ФРАГМЕНТ СТРАНИЦЫ:

Ознакомительная версия.
Владислав Шпильман (1911–2002) окончил Варшавскую консерваторию, занимался несколько лет в Берлинской академии искусств по классу фортепиано у Артура Шнабеля и по классу композиции – у Франца Шрекера. В 1933 году, с приходом к власти Гитлера, Шпильман вернулся в Варшаву, работал концертмейстером на Варшавском радио, аккомпаниатором у знаменитых скрипачей Бронислава Гимпеля и Хенрика Шеринга, а кроме того, писал музыку к кинофильмам, романсам, популярным песням. С 1939 до 1942 гг. играл в кафе Варшавского гетто, сочинял концертино, потом скрывался от нацистов в пустующих квартирах польских друзей, на чердаках разрушенных зданий.
«Мой отец – не писатель», – предупреждает читателя Анджей Шпильман. И, быть может, это одно из главных достоинств мемуариста. Он не смакует отчаяние, не посылает проклятия, не живописует личные страдания. Его эмоции обузданы, его память отточена. Он помнит, кто, что и где делал, слышал, видел, говорил. Он передает все, что происходило с людьми, домами, улицами родного города, он рассказывает о себе – и все это сдержанно, немногословно, без восклицаний, риторических вопросов и эмоциональных экскурсов. Он летописец, которому веришь. Он вспоминает, как 27 сентября 1939 года по Иерусалимской аллее в Варшаву въехали первые немецкие мотоциклеты, как через несколько дней по городу расклеили обращение немецкого командования к местным жителям, в котором была особая «еврейская» секция, гарантирующая еврям все права, неприкосновенность имущества и абсолютную безопасность. Потом появились чисто «еврейские» постановления – сдать деньги в банк, передать недвижимость немецкому командованию. В ответ на это многие евреи поспешили уйти за Вислу в Россию, а семья Шпильманов не могла расстаться с любимой Варшавой. Потом начался ночной грабеж еврейских квартир, за этим последовал декрет о белых повязках с голубой звездой Давида. Лютой зимой 1940 года стали прибывать закрытые телячьи вагоны с депортированными «западными» евреями и одновременно начали колючей проволокой перекрывать выходы из боковых переулочков на центральную Маршалковскую улицу. По городу поползли слухи: «Гетто… гетто».

ИСХОДНЫЕ ДАННЫЕ:
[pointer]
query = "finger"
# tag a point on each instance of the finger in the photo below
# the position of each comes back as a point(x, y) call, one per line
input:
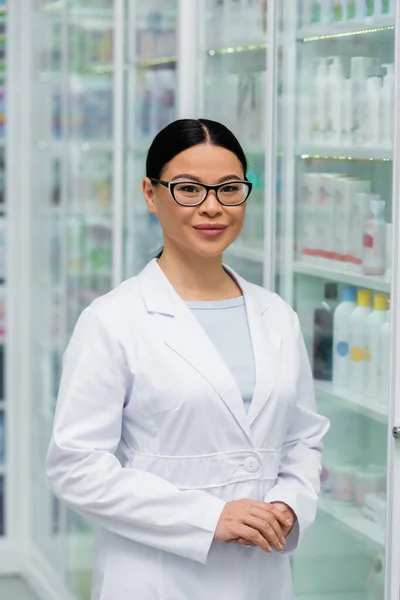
point(265, 530)
point(253, 536)
point(285, 518)
point(269, 517)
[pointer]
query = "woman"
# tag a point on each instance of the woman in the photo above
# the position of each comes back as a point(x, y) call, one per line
point(185, 425)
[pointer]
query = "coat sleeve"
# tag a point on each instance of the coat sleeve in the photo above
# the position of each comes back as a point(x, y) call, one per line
point(298, 482)
point(82, 467)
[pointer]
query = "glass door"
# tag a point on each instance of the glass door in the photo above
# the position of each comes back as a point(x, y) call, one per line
point(233, 88)
point(151, 94)
point(336, 124)
point(3, 229)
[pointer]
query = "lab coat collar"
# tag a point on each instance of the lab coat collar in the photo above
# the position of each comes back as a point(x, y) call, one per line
point(184, 335)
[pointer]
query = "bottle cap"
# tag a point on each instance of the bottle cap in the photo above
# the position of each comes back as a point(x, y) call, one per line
point(364, 298)
point(331, 291)
point(349, 293)
point(381, 302)
point(374, 83)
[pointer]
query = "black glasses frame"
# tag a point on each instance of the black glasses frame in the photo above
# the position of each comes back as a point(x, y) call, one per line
point(172, 184)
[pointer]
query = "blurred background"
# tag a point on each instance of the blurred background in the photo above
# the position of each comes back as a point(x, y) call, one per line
point(311, 90)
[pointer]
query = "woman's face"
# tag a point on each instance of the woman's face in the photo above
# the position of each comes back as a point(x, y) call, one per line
point(180, 224)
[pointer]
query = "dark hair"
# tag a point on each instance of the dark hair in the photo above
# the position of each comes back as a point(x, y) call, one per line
point(186, 133)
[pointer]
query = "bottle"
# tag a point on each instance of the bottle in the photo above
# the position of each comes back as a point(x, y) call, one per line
point(358, 341)
point(386, 115)
point(334, 101)
point(372, 131)
point(341, 338)
point(321, 101)
point(361, 68)
point(374, 324)
point(384, 360)
point(323, 334)
point(374, 240)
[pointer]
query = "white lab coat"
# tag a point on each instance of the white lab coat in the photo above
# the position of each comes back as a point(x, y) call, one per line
point(151, 438)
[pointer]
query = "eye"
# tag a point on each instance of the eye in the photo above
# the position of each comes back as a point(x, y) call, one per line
point(232, 188)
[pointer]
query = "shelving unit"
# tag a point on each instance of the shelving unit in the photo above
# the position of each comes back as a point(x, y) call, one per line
point(352, 519)
point(370, 26)
point(358, 403)
point(330, 273)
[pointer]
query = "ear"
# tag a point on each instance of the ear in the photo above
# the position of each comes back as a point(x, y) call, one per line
point(149, 195)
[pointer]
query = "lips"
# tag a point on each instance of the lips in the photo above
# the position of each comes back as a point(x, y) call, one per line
point(210, 229)
point(210, 226)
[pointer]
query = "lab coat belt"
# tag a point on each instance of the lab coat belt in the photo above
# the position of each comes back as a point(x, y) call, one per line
point(211, 470)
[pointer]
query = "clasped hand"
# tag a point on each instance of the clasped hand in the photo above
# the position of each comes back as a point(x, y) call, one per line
point(254, 523)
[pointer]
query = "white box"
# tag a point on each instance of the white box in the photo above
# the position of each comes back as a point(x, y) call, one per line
point(346, 189)
point(306, 238)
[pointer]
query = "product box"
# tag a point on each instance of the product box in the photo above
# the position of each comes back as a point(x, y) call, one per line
point(345, 190)
point(324, 218)
point(358, 212)
point(306, 237)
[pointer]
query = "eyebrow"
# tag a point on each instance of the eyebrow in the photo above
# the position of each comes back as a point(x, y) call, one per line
point(191, 177)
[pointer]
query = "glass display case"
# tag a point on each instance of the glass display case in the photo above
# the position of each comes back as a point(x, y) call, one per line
point(3, 230)
point(233, 89)
point(151, 92)
point(336, 123)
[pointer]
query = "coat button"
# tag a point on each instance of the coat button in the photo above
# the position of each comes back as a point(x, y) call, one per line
point(251, 464)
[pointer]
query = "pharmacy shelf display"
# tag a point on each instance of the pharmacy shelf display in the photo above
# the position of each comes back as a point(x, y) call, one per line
point(233, 57)
point(335, 124)
point(152, 91)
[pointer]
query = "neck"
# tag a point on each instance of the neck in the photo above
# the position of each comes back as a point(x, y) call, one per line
point(197, 278)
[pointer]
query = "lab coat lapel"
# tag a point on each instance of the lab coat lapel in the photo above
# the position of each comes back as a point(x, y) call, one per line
point(185, 336)
point(266, 345)
point(266, 348)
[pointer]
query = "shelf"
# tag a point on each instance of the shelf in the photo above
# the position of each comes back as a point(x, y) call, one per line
point(355, 402)
point(352, 519)
point(315, 33)
point(236, 49)
point(246, 253)
point(377, 284)
point(147, 63)
point(346, 153)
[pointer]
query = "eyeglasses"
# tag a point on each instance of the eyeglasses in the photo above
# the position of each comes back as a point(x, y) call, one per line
point(191, 193)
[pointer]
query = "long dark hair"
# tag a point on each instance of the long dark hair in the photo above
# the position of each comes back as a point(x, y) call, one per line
point(186, 133)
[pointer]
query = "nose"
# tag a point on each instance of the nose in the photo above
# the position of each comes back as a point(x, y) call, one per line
point(211, 206)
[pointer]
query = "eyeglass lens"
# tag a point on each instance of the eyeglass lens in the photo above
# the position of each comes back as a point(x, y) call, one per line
point(193, 193)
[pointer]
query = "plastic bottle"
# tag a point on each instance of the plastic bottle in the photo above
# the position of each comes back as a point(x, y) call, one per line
point(384, 360)
point(361, 68)
point(358, 320)
point(374, 239)
point(321, 101)
point(323, 334)
point(341, 337)
point(334, 101)
point(372, 133)
point(386, 114)
point(374, 323)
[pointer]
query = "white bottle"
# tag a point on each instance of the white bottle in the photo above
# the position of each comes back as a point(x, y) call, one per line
point(358, 320)
point(341, 337)
point(374, 324)
point(334, 101)
point(386, 115)
point(321, 101)
point(384, 362)
point(374, 239)
point(372, 133)
point(361, 68)
point(347, 113)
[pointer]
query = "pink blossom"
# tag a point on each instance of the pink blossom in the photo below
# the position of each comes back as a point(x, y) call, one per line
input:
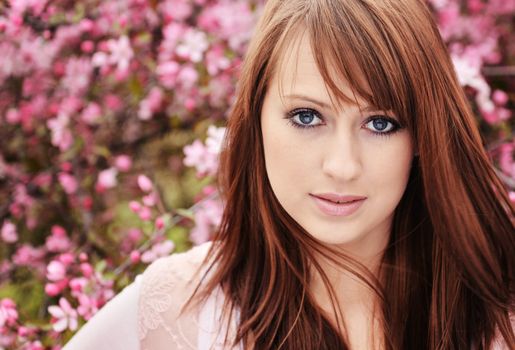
point(144, 183)
point(34, 345)
point(167, 73)
point(13, 116)
point(172, 33)
point(107, 178)
point(78, 284)
point(53, 289)
point(216, 60)
point(160, 223)
point(56, 271)
point(150, 200)
point(77, 76)
point(58, 241)
point(135, 256)
point(92, 113)
point(9, 233)
point(198, 156)
point(135, 206)
point(188, 76)
point(113, 102)
point(215, 137)
point(120, 53)
point(8, 313)
point(66, 258)
point(177, 10)
point(229, 20)
point(87, 306)
point(193, 45)
point(500, 97)
point(157, 251)
point(68, 182)
point(151, 104)
point(27, 255)
point(61, 135)
point(65, 315)
point(123, 162)
point(145, 213)
point(86, 269)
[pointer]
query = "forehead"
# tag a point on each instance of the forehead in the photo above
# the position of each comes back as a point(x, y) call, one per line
point(297, 72)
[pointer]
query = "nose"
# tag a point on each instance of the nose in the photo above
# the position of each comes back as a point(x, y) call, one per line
point(342, 159)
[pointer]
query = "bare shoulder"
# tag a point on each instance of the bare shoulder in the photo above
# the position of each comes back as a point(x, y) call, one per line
point(166, 285)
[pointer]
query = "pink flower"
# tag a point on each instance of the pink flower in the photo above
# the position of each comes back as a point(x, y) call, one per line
point(120, 52)
point(92, 113)
point(27, 255)
point(135, 256)
point(135, 206)
point(9, 233)
point(177, 10)
point(61, 135)
point(150, 199)
point(145, 213)
point(194, 44)
point(107, 178)
point(500, 97)
point(188, 77)
point(87, 306)
point(216, 60)
point(58, 241)
point(144, 183)
point(68, 182)
point(34, 345)
point(167, 73)
point(65, 315)
point(123, 162)
point(77, 76)
point(56, 271)
point(160, 223)
point(197, 155)
point(158, 250)
point(151, 104)
point(215, 137)
point(8, 313)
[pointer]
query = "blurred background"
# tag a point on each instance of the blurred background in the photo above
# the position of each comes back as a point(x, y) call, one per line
point(112, 114)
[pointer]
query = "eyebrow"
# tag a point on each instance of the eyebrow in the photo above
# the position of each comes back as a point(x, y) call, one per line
point(323, 104)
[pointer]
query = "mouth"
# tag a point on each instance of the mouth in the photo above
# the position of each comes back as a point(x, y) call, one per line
point(338, 205)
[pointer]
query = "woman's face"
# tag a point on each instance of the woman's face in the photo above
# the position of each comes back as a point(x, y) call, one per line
point(317, 155)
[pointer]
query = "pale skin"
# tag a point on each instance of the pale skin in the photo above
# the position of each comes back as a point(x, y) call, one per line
point(311, 146)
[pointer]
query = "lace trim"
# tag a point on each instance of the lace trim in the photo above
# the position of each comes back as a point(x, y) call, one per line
point(166, 285)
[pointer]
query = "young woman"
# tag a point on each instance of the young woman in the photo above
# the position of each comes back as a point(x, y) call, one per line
point(361, 211)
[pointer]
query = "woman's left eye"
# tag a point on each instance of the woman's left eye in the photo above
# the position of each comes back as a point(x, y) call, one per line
point(382, 125)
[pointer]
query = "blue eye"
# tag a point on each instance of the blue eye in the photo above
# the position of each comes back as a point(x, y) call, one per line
point(382, 125)
point(304, 118)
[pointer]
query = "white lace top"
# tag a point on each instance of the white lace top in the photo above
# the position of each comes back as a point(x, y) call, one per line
point(146, 314)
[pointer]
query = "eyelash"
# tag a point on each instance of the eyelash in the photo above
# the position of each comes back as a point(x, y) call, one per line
point(292, 114)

ОБЯЗАТЕЛЬНЫЕ ЗАДАНИЯ:
**A)** Ответьте на вопросы по отрывку о Шпильмане, каждый ответ с новой строки:
(i) У кого Шпильман занимался по классу композиции в Берлинской академии искусств?
(ii) Какого числа в Варшаву въехали первые немецкие мотоциклеты?
(iii) Что зимой 1940 года начали перекрывать колючей проволокой?
**B)** Выведите без изменений часть отрывка о Шпильмане, начиная со слов «Владислав Шпильман (1911–2002)» и продолжая до слов «чердаках разрушенных зданий.» включительно.
**C)** Продолжите, пожалуйста, отрывок о Шпильмане после его последнего предложения.

ОТВЕТЫ ПО ПУНКТАМ:
**A)**
(i) У Франца Шрекера.
(ii) 27 сентября 1939 года.
(iii) Выходы из боковых переулочков на центральную Маршалковскую улицу.

**B)**
Владислав Шпильман (1911–2002) окончил Варшавскую консерваторию, занимался несколько лет в Берлинской академии искусств по классу фортепиано у Артура Шнабеля и по классу композиции – у Франца Шрекера. В 1933 году, с приходом к власти Гитлера, Шпильман вернулся в Варшаву, работал концертмейстером на Варшавском радио, аккомпаниатором у знаменитых скрипачей Бронислава Гимпеля и Хенрика Шеринга, а кроме того, писал музыку к кинофильмам, романсам, популярным песням. С 1939 до 1942 гг. играл в кафе Варшавского гетто, сочинял концертино, потом скрывался от нацистов в пустующих квартирах польских друзей, на чердаках разрушенных зданий.

**C)**
Но местная газета сообщила, что варшавских евреев не закроют в гетто (что за дикое средневековое слово!), для них создадут особый еврейский квартал, где они смогут пользоваться всеми гражданскими правами, соблюдать расовые обычаи и следовать своим культурным традициям. Из чисто гигиенических соображений еврейский квартал должен быть обнесен стеною, чтобы тиф и прочие еврейские болезни не разошлись по всей Варшаве. Сначала стеной обнесли кварталы, где испокон веку ютилась еврейская беднота (так образовалось «большое гетто»), а потом еще и несколько центральных улиц старого города, выселив из них предварительно неевреев (эта часть называлась «малым гетто»). Семья Шпильманов радовалась, что их улица оказалась в этом «малом» гетто и им не надо никуда переезжать. Ворота гетто закрылись 15 ноября 1940 года.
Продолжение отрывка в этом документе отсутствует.